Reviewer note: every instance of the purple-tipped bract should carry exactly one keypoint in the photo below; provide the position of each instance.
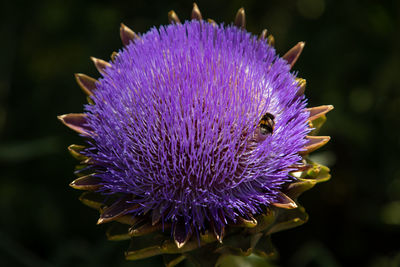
(176, 124)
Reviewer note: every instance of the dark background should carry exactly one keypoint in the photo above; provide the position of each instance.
(351, 60)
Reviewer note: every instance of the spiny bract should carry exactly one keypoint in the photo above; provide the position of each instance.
(196, 127)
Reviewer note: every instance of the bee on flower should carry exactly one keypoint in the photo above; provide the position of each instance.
(197, 136)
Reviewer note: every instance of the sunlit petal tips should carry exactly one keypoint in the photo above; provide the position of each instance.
(196, 14)
(285, 202)
(100, 64)
(315, 142)
(240, 19)
(173, 17)
(317, 112)
(76, 122)
(263, 35)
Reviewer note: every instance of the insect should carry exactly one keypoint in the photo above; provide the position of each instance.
(267, 124)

- - - - - - -

__What to work on__: Beginning with the line that contains "Reviewer note: every instance of the sunlit", repeat every line through the end of the records and nothing more.

__Written answer__:
Reviewer note: every instance of the sunlit petal tips should carry exactly one keypoint in the photo above; provide the position of each instance.
(196, 14)
(285, 202)
(100, 64)
(315, 142)
(240, 19)
(173, 17)
(317, 112)
(76, 122)
(263, 35)
Reviewer note: every instance of the insect should carry exactly one keypoint in the photo above; provide the position of each instance.
(267, 124)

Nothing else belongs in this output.